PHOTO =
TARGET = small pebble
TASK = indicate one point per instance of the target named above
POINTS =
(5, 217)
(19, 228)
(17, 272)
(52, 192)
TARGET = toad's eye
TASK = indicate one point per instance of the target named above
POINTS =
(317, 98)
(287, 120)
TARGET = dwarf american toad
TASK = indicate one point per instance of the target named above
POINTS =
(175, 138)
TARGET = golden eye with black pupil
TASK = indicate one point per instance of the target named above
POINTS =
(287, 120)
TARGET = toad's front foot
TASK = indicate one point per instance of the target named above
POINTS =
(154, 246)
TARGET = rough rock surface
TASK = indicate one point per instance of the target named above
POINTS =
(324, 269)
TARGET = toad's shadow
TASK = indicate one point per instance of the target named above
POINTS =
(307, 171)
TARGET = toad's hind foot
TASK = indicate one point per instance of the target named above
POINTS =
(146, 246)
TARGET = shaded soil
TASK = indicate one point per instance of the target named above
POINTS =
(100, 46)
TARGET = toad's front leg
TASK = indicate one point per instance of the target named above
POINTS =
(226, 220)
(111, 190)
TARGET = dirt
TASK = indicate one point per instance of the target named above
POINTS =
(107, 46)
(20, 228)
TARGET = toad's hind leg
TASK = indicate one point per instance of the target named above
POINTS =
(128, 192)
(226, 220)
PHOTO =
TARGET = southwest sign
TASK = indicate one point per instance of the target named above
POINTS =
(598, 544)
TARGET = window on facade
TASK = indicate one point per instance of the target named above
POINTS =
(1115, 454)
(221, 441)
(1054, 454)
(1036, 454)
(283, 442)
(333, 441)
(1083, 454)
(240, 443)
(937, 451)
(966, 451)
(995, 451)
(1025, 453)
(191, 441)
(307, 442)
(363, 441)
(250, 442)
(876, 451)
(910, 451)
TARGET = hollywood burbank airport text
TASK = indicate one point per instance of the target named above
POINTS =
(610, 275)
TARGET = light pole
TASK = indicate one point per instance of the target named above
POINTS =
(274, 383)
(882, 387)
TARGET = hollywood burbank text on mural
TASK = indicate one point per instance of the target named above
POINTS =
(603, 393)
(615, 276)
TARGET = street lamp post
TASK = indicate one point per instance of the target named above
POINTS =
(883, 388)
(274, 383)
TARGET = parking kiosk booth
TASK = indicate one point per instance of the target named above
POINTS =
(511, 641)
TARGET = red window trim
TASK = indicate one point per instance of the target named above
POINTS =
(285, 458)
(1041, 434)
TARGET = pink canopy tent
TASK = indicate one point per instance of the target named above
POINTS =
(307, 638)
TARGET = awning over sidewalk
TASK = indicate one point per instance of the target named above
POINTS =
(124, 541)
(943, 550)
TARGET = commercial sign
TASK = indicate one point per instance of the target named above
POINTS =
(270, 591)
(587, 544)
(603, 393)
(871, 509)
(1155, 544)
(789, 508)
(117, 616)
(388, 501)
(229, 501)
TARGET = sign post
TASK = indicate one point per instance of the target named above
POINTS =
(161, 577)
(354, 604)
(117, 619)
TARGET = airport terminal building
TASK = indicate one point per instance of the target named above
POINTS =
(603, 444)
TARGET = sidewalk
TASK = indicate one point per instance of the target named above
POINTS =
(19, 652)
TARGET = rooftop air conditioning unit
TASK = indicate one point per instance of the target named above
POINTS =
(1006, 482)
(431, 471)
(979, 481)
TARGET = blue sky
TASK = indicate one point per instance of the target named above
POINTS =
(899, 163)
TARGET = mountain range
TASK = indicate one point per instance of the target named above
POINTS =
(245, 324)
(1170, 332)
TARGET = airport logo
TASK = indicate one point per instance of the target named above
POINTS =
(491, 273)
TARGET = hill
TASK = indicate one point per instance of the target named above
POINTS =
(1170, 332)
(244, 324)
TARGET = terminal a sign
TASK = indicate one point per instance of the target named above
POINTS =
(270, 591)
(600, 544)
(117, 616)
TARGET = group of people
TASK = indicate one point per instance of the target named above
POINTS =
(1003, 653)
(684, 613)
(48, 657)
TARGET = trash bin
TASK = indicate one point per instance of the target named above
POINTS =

***

**EXERCISE PROMPT:** Please set down each line of the records exactly as given.

**ANSWER:**
PHOTO =
TARGET = small pebble
TASK = indicate one point per instance of the target named above
POINTS =
(5, 217)
(19, 228)
(17, 272)
(52, 192)
TARGET = toad's eye
TASK = indicate one point per instance of the target named above
POINTS =
(317, 98)
(287, 120)
TARGET = dwarf american toad
TASK = indicate one point per instance of the target named above
POINTS =
(175, 138)
TARGET = golden eye with black pupil
TASK = indicate one point per instance of the target named above
POINTS =
(287, 120)
TARGET = toad's front foot
TASK = indicate one point per instance of the target named above
POINTS =
(154, 246)
TARGET = rough rock surface
TASK = indicate one point per instance of the target named above
POINTS =
(324, 269)
TARGET = toad's shadow
TASK = indicate one point per instance of the target named above
POINTS =
(307, 171)
TARGET = toad's hind foot
TASK = indicate one point per instance of the target named above
POINTS =
(146, 246)
TARGET = shaded soil
TASK = indicate one point per instance of the target named above
POINTS =
(100, 46)
TARGET = toad's front leg
TASK = indicate one point per instance of the target named above
POINTS =
(226, 220)
(111, 190)
TARGET = dirt
TASK = indicate one point per instance of the target named above
POINTS =
(107, 46)
(20, 228)
TARGET = toad's hind leg
TASK = indicate one point per instance of the target named above
POINTS =
(128, 192)
(226, 220)
PHOTO =
TARGET = southwest sign
TASK = indicate one point per instance of the target named above
POINTS =
(598, 544)
TARGET = window on facade
TASK = indicate one point per instance of the target named above
POINTS =
(1115, 454)
(221, 441)
(1054, 454)
(1036, 454)
(283, 442)
(333, 441)
(1083, 454)
(240, 443)
(937, 451)
(966, 451)
(995, 451)
(1025, 453)
(191, 441)
(307, 442)
(363, 441)
(250, 442)
(876, 451)
(910, 451)
TARGET = hollywood burbank airport text
TASK = indicate one point per instance of the target named above
POINTS =
(610, 275)
TARGET = light pole
TASK = indicate one point per instance of the target named above
POINTS =
(274, 383)
(882, 387)
TARGET = hollywood burbank text on mural
TASK = indicate one point per instance of the target named above
POINTS =
(603, 393)
(615, 276)
TARGET = street lamp post
TASK = indicate one point per instance of the target named above
POINTS =
(883, 388)
(274, 383)
TARGET = parking kiosk booth
TASK = indicate one point per instance of the target named above
POINTS =
(511, 641)
TARGET = red window trim
TASK = indicate one point per instance of the target named above
POINTS =
(285, 458)
(1041, 434)
TARGET = pink canopy tent
TASK = indicate one point per instance of the target named above
POINTS =
(307, 638)
TARGET = awning over sidewalk
TASK = indicate one point per instance of the target named above
POINTS =
(124, 541)
(943, 550)
TARGET = commercial sign
TASK = indicate one point per instance of the target named above
POINTS =
(270, 591)
(587, 544)
(603, 393)
(871, 509)
(1155, 544)
(789, 508)
(117, 616)
(388, 501)
(229, 501)
TARGET = sign post
TASK = indicate one point per instance of the target named above
POINTS =
(161, 577)
(354, 604)
(117, 619)
TARGET = airport terminal building
TASK = indicate one point per instance of the target named above
POINTS =
(603, 444)
TARGET = sidewalk
TASK = indicate one point per instance of the target named above
POINTS =
(19, 652)
TARGET = rooftop air conditioning unit
TASK = indicate one point per instance of the target named above
POINTS =
(1006, 482)
(431, 471)
(979, 481)
TARGET = blue sky
TASK = indicate one point per instance of the target named above
POINTS =
(899, 163)
TARGET = mountain range
TASK = indicate one point per instance of the target named above
POINTS =
(245, 324)
(1170, 332)
TARGET = airport logo
TASK = indicate one point per instance of the target named above
POINTS =
(491, 273)
TARGET = hill
TASK = indicate one point per instance of the target named above
POINTS =
(1170, 332)
(244, 324)
TARGET = terminal a sign
TASK = indicate one point per instance of the target named above
POINTS =
(270, 591)
(600, 544)
(117, 616)
TARGET = group of people
TASK = indicate one point per instance of the target named above
POINTS =
(1003, 653)
(684, 613)
(48, 657)
TARGET = trash bin
TASK = indicate one point per instance of the target named above
POINTS =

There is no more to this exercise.